◆ Objective ◆
Count the lines in the items below that contain the string "pink" and give only that number.

•••••

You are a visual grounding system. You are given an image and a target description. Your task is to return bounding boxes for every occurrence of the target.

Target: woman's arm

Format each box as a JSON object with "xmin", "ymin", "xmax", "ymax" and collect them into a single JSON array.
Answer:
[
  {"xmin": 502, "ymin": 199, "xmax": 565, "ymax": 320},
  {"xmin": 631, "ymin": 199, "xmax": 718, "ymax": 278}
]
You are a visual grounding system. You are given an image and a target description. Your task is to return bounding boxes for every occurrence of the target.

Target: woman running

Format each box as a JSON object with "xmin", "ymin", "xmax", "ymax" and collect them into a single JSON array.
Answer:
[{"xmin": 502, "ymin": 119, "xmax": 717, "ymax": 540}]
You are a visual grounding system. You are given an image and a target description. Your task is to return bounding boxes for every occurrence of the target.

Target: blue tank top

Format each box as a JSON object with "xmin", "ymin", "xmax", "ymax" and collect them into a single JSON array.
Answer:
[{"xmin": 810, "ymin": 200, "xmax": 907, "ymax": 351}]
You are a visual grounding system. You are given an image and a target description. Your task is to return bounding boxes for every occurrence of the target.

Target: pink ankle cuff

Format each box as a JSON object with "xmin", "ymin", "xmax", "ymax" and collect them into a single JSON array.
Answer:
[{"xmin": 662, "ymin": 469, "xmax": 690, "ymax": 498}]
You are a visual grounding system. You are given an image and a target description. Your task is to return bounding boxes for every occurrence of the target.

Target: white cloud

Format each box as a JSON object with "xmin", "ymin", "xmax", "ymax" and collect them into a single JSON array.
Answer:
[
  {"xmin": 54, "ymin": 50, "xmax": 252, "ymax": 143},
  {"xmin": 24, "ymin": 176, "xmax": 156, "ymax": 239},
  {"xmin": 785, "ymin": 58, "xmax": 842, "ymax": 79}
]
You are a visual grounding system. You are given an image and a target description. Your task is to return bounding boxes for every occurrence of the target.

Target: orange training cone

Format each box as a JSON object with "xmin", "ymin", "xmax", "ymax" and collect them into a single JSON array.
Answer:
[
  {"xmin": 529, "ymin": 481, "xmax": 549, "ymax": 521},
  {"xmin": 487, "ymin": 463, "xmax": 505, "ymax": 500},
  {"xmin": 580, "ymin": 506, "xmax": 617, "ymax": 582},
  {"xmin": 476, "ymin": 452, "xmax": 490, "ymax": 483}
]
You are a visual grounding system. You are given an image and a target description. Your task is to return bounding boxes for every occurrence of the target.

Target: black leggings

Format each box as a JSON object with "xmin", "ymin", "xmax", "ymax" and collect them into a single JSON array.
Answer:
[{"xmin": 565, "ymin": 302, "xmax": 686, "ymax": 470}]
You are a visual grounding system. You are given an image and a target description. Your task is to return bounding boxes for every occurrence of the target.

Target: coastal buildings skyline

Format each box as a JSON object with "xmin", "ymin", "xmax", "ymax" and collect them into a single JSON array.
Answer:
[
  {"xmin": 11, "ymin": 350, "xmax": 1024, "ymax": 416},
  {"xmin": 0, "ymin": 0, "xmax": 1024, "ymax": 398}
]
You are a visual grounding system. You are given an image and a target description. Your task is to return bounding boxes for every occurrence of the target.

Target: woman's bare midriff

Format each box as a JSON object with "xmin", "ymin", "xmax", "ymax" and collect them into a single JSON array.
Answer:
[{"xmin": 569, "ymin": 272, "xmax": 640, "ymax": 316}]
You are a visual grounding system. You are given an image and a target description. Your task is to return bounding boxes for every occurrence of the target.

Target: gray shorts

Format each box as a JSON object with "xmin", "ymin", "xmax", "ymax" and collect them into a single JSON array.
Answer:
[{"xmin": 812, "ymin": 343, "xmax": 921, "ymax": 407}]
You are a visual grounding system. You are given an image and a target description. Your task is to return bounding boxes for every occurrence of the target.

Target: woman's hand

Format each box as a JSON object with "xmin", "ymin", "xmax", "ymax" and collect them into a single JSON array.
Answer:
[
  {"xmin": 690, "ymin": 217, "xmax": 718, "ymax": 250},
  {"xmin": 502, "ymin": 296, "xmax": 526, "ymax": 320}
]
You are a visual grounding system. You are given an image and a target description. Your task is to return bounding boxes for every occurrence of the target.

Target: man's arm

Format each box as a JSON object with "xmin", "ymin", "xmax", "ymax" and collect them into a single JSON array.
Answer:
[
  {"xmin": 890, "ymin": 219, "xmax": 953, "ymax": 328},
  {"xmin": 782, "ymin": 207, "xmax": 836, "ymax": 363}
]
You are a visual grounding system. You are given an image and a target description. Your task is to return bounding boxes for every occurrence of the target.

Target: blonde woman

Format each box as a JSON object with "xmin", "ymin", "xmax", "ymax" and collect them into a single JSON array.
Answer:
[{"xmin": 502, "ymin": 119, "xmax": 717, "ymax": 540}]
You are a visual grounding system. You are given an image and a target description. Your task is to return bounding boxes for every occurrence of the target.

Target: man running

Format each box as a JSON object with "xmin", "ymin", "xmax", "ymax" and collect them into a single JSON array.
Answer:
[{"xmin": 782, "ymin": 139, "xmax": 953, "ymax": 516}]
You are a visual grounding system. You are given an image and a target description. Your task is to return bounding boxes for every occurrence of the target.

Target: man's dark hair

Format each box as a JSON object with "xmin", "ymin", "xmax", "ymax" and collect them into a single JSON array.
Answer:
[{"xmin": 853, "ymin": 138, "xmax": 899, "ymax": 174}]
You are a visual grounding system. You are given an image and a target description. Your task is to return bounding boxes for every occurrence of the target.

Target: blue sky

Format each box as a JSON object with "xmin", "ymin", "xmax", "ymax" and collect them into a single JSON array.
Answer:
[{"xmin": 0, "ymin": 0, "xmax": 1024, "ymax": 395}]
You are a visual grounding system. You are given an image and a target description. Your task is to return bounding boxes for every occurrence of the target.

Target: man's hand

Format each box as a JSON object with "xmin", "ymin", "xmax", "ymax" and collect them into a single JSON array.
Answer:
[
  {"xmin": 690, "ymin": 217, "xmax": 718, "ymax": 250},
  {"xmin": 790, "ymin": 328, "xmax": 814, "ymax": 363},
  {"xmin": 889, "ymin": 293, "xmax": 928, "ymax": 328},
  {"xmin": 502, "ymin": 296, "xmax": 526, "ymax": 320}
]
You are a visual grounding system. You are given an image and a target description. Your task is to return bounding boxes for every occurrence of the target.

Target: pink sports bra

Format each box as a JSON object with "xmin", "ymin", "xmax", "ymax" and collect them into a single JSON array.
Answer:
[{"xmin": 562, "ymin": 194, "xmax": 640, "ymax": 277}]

•••••

◆ Exercise response ◆
2